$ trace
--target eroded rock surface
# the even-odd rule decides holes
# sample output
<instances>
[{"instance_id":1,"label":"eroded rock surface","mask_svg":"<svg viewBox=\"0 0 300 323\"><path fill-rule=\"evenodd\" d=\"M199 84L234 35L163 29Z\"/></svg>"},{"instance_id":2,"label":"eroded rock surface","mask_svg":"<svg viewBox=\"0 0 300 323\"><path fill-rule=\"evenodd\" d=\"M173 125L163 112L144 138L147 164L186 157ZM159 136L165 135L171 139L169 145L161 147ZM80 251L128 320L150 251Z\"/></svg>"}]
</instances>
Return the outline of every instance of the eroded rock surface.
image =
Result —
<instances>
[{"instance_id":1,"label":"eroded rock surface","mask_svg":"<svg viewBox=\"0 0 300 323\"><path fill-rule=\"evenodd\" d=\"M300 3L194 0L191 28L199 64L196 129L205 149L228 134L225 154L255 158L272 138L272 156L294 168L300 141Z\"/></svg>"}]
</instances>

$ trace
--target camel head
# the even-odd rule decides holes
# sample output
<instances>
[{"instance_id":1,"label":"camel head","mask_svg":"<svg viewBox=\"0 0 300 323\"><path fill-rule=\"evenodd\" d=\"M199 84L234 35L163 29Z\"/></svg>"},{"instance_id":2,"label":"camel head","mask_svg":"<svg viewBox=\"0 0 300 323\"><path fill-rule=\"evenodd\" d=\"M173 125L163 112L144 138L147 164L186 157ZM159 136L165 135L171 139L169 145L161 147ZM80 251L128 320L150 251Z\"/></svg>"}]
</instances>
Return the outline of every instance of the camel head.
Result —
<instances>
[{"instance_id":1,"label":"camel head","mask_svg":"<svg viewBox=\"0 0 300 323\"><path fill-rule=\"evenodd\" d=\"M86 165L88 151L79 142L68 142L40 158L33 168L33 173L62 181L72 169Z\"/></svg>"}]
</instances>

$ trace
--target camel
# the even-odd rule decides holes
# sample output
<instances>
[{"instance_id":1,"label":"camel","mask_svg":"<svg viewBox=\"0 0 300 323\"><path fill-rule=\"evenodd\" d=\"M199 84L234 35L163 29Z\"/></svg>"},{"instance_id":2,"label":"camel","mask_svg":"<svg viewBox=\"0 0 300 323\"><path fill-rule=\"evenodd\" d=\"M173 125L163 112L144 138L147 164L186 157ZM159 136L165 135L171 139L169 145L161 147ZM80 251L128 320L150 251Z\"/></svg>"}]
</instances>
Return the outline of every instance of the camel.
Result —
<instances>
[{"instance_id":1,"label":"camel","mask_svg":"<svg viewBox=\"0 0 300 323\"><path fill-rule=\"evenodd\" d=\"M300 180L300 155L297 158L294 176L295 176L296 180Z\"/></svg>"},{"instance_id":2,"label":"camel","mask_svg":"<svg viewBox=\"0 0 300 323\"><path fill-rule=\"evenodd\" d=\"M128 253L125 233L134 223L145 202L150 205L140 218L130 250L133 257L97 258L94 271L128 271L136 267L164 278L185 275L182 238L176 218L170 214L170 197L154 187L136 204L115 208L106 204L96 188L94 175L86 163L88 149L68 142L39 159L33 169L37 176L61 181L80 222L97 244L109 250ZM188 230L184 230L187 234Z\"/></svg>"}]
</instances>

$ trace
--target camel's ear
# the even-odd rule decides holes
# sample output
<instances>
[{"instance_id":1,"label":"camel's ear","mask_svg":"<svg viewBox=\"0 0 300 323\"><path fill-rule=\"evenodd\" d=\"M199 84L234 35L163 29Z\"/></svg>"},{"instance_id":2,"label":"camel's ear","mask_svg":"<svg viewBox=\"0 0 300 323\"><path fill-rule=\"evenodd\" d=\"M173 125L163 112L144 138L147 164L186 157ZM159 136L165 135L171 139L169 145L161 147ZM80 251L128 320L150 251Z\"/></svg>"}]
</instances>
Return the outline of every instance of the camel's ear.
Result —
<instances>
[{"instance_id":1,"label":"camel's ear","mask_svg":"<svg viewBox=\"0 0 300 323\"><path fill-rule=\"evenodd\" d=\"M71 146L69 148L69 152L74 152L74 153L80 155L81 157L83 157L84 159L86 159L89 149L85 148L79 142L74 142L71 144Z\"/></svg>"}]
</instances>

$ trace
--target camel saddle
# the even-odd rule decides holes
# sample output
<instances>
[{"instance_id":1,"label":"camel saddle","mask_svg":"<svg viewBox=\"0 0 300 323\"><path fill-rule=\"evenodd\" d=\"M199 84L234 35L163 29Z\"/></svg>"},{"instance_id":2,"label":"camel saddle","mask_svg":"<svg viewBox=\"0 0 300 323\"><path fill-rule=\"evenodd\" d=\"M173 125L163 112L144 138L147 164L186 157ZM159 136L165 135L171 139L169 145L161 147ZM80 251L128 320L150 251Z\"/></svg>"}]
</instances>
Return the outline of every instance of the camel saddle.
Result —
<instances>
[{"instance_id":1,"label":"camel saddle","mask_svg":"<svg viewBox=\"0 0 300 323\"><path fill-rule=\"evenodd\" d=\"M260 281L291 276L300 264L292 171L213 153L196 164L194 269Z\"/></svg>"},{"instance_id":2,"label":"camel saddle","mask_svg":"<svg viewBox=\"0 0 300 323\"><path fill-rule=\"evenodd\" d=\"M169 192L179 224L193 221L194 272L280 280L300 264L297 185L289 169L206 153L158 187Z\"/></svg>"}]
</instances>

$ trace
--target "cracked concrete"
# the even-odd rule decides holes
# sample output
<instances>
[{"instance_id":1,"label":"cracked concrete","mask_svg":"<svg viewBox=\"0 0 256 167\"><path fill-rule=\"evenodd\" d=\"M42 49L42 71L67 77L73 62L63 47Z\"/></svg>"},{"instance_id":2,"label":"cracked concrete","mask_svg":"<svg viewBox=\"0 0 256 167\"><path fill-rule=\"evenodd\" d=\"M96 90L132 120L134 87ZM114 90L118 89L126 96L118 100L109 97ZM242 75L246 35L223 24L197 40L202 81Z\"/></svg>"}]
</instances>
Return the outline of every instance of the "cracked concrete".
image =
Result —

= = =

## Exercise goal:
Extract each line of the data above that contains the string "outline", matching case exactly.

## Exercise solution:
Return the outline of every instance of the eroded rock surface.
Return the outline of every instance of the camel head.
Return the outline of every instance of the camel.
Return the outline of every instance of the camel's ear.
Return the outline of every instance of the camel saddle.
Return the outline of every instance of the "cracked concrete".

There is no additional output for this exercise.